/---

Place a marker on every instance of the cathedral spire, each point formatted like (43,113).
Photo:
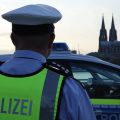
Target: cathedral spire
(103,23)
(103,32)
(103,35)
(113,33)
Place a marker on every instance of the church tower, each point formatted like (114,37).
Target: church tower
(113,33)
(103,35)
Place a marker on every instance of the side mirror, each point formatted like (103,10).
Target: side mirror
(90,81)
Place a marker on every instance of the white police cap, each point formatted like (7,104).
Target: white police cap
(33,15)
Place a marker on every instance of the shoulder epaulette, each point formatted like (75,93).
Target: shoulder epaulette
(58,68)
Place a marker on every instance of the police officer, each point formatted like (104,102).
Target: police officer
(30,88)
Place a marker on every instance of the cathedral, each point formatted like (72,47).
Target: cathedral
(111,45)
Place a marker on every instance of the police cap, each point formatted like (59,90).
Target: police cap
(33,19)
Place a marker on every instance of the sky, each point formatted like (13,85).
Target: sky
(79,27)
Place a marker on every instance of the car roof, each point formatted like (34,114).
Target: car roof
(71,56)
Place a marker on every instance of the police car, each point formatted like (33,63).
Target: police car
(101,80)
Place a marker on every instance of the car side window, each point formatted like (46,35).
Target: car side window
(82,75)
(99,81)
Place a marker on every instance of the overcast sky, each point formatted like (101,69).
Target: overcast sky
(79,26)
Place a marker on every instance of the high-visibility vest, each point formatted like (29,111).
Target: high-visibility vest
(30,97)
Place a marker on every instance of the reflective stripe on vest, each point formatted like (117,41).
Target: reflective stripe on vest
(33,97)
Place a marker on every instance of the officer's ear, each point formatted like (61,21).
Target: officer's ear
(51,39)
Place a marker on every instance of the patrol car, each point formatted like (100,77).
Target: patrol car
(101,80)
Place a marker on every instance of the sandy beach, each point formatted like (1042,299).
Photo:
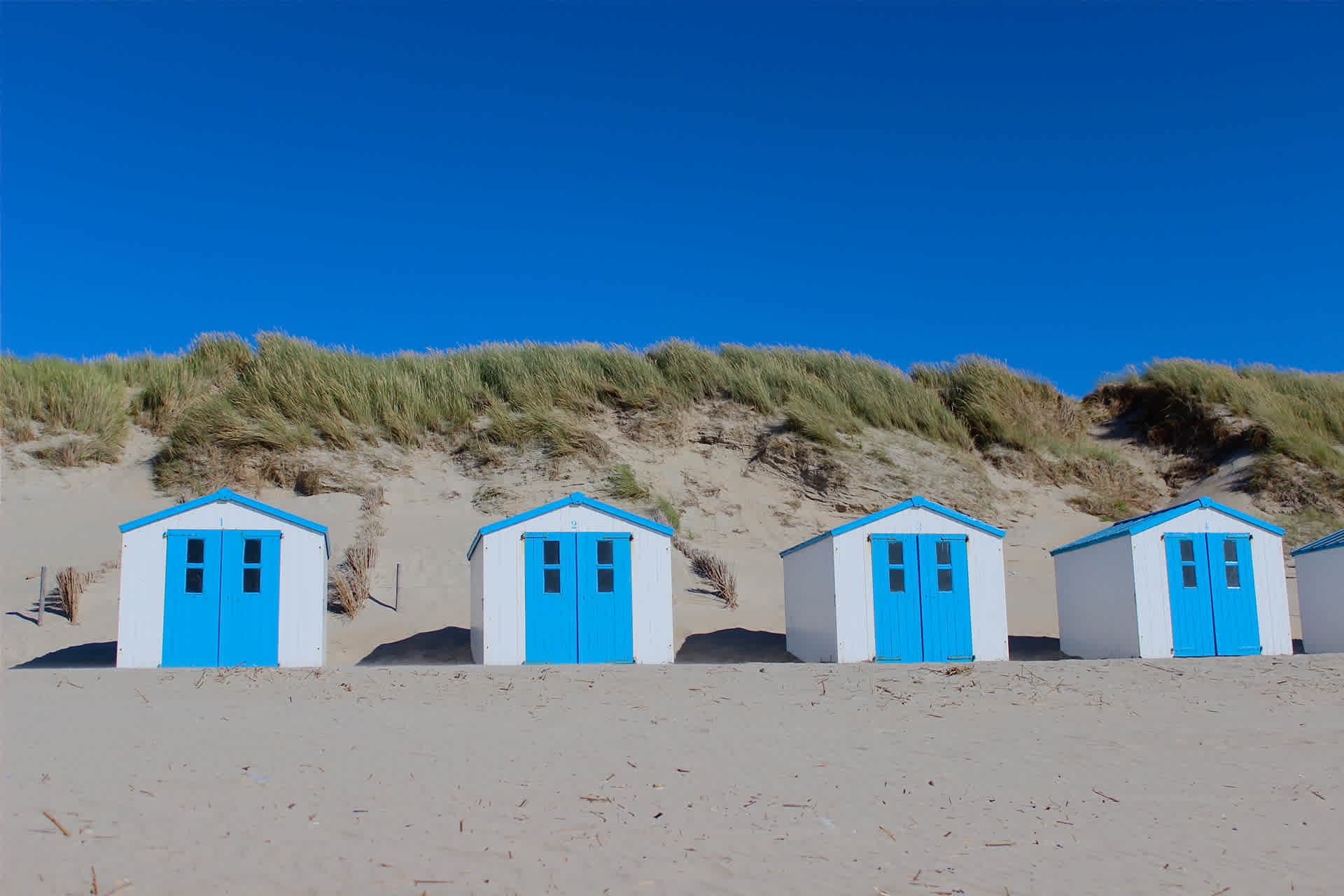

\---

GIVEN PROBLEM. Copy the material from the line with "Place a marker on every instance of the car roof, each" through the end, switching every "vest" to "jacket" and keeping everything else the same. Leave the pictures out.

RESULT FOR THIS EXERCISE.
Place a marker on every instance of the car roof, each point formatted like (34,114).
Target: car roof
(71,56)
Place a marker on every instance of the police car, each point formatted like (33,63).
Target: police car
(101,80)
Place a marker on every instance of the car side window, each point formatted like (46,35).
Target: car side window
(82,75)
(99,81)
Place a marker on every instance of the overcast sky, each point formatted like (101,69).
Target: overcast sky
(79,26)
Place a marker on every instance of the high-visibility jacket, each point formatted like (29,111).
Target: high-visibility jacket
(30,97)
Place a marker on every instance of the reflective stripe on jacket, each point formatted like (117,41).
Target: reflective stripe on jacket
(33,97)
Place a marker on every instance of the officer's ear, each point formatted like (61,21).
Target: officer's ear
(51,39)
Place a marker on every instance of the patrol car, each point formatted like (100,77).
Target: patrol car
(101,80)
Place a marker on every instance of the sandy beach, each point formatted like (1042,299).
Photo:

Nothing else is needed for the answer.